#### [TEXTE DU DOCUMENT]
Le texte de mon intervention dans la discussion générale sur la démocratie sociale et le temps de travail, le 1er juillet 2008.
Monsieur le Président, Monsieur le Ministre, Mes Chers Collègues,
Il y eut un temps, pas si lointain d’ailleurs, où gouverner c’était choisir. Les Gouvernements saisissaient le Parlement de grandes questions qui concernant l’avenir du pays. Aujourd’hui, les médias s’interrogent sur les humeurs du Président de la République et, le Gouvernement fait du tricot, c'est-à-dire nous saisit, en urgence, dans une session extraordinaire, de textes qui se contentent de défaire ce qui a déjà été défait. Ce n’est pourtant pas que la France manque de défis à relever. La croissance s’essouffle, et cet essoufflement est d’autant plus préoccupant, que notre croissance était déjà insuffisante pour assurer notre prospérité, dans un monde où la compétition s’est encore accentuée. Le déficit de nos comptes sociaux ne cesse de se creuser dans l’indifférence générale. Il se trouve même des responsables politiques, pour dire que ces déficits ne présentent pas de véritable gravité. Le trouble s’est installé en Europe autour du projet comme que portent les 27 ; enfin, on sent dans l’opinion publique, monter une forme de désarroi qui est sans doute les prémisses d’une nouvelle crise civique. Et le Gouvernement, ne trouve rien de plus urgent, que de nous présenter un texte, qui, s’il s’en tenait à sa première partie sur la démocratie sociale, pourrait être acceptable, mais qu’il a jugé utile de doubler d’un codicille, d’une clause léonine, qui se fixe une fois de plus pour cible les 35 heures.
Celles-ci sont ainsi devenues, grâce à vous, une affaire à rebondissements. Il suffit, en effet, que le Gouvernement éprouve quelque difficulté dans l’opinion, ou simplement à ressouder sa majorité, pour que surgisse dans l’actualité le projet ferme, guerrier, martial, d’y mettre un terme. Vous aurez ainsi réussi à tuer les 35 heures plusieurs fois, en tout cas à chaque fois que cela pouvait servir vos desseins, non pas économiques, mais politiques!
On se demande, d’ailleurs, ce que vous pourriez faire pour expliquer vos difficultés, celles du pays, comme celles de votre gestion, si vous ne disposiez pas toujours , dans le stock des explications commodes et des polémiques toujours prêtes, médiatiques et exploitables à souhait, du dossier des 35 heures.

#### [TRAVAIL DEMANDÉ]
Indiquez, s'il vous plaît, si chaque affirmation ci-dessous concorde avec le discours, en répondant par oui ou non et en citant les mots décisifs. (a) L'intervention a eu lieu le 1er juillet 2008. (b) Le discours juge inacceptable la première partie du texte, consacrée à la démocratie sociale. (c) Le Parlement est saisi en urgence, dans une session extraordinaire.

#### [DONNÉES ENREGISTRÉES]
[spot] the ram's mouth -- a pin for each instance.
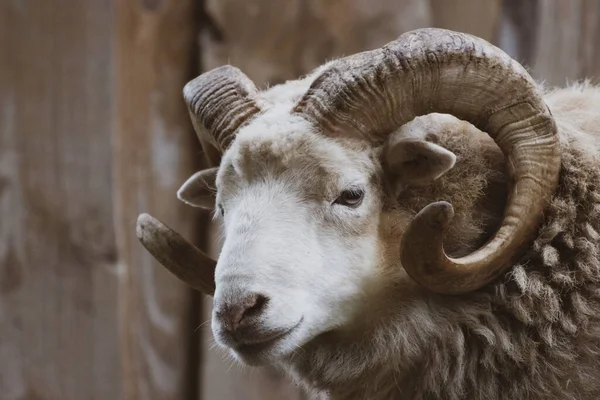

#### [RÉSULTAT FINAL]
(a) Oui : « le 1er juillet 2008 ».
(b) Non : « s’il s’en tenait à sa première partie sur la démocratie sociale, pourrait être acceptable ».
(c) Oui : « nous saisit, en urgence, dans une session extraordinaire ».